- Source document -
★ ★ ★ ★
By: Wilco (Wilco.dijkstra.delete@this.ntlworld.com), December 14, 2018 4:41 am
Room: Moderated Discussions
anon.1 (abc.delete@this.def.com) on December 13, 2018 8:15 pm wrote:
> Travis Downs (travis.downs.delete@this.gmail.com) on December 13, 2018 11:55 am wrote:
> > anon (spam.delete.delete@this.this.spam.com) on September 18, 2018 12:27 pm wrote:
> >
> > > Then how do you explain the restriction? What prevents the use of the
> > > fast path with registers that weren't the result of an earlier load?
> >
> >
> > Something that might be related to the 1-cycle longer latency for pointer
> > chasing loops that have an ALU op came up in the Sunny Cove slides:
> >
> >
> >
> > In the "Skylake reminder" it clearly shows that there is a separate RS for the 3
> > AGUs. That's the first I've hard of this possibility (Intel usually describes their
> > scheduler as a single unified scheduler, so it comes as a bit of a surprise).
> >
> > Perhaps a separate scheduler is used because the implementation for loads is more complicated due to replay
> > considerations (although really it complicates all the dependent operations) or because these are the
> > only (?) uops with variable latency. In any case, it could imply that the extra cycle occurs because of
> > cross-RS delays: such as the AGU is the only one that knows whether an op is 4 or 5 latency, so operations
> > in the ALU RS just wake up with conservative value of 5 cycles, which almost always works.
> >
> > Or, the slide could just be wrong. There are other errors there, like where it shows the scalar
> > mul unit on p5 in SKL, but it is actually on p1 there (and so Anandtech subsequently mentioned
> > that the mul unit is moving around based on this incorrect slide). Still it looks deliberate
> > to me how they have broken up the RS boxes, not just a quirk of the diagram.
> >
> > Or, the slide could be right but the separate RS has no practical impact on the load->ALU latency.
>
> I had heard about the split AGU from someone who did microbenchmarks, much like you :) According to
> this person, intel had a 64 e "unified scheduler[1]" for non-agen, and a 32 entry Agen scheduler,
> resulting in a total of 96. The previous scheduler (Haswell) was 64 entries. I had mentioned it once
> on this forum and someone said that wasn't what the optimization guide says, so I didn't push it further
> (and I wasn't too bothered to test it for myself). Good to see them acknowledge it.
>
> Separating agen could be for the following reasons: (1) Agen ops don't need to do a tag broadcast, so you can
> take them out of the main single-cycle loop and maybe physically move them closer to the load/store unit (provided
> that you don't increase the ALU->AGU tag and data latency in doing so). (2) Reduces the number of read and write
> ports required on your "unified scheduler". Zen is logically pretty much like this, if you recall: 4x ALU, 2x
> AGU queues. Only that intel has merged the AGU queues and may have merged the ALU queues.
★ ★ ★ ★
- Given task -
Reproduce word for word the stretch of the forum discussion from "By: Wilco (Wilco.dijkstra.delete@this.ntlworld.com), December" through "an earlier load?". The entries that follow the forum discussion are not needed for any part of this exercise.

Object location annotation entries
★ ★ ★ ★
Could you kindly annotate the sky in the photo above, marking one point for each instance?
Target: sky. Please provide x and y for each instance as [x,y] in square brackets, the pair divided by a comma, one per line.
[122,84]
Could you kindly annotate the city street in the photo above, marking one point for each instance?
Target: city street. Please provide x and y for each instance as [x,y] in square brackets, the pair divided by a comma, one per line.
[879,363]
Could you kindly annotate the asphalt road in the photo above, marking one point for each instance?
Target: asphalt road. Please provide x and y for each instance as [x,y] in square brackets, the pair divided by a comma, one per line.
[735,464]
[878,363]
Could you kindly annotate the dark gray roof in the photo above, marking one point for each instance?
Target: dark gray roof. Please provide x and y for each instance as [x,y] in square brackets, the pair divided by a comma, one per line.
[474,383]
★ ★ ★ ★
- The result -
By: Wilco (Wilco.dijkstra.delete@this.ntlworld.com), December 14, 2018 4:41 am
Room: Moderated Discussions
anon.1 (abc.delete@this.def.com) on December 13, 2018 8:15 pm wrote:
> Travis Downs (travis.downs.delete@this.gmail.com) on December 13, 2018 11:55 am wrote:
> > anon (spam.delete.delete@this.this.spam.com) on September 18, 2018 12:27 pm wrote:
> >
> > > Then how do you explain the restriction? What prevents the use of the
> > > fast path with registers that weren't the result of an earlier load?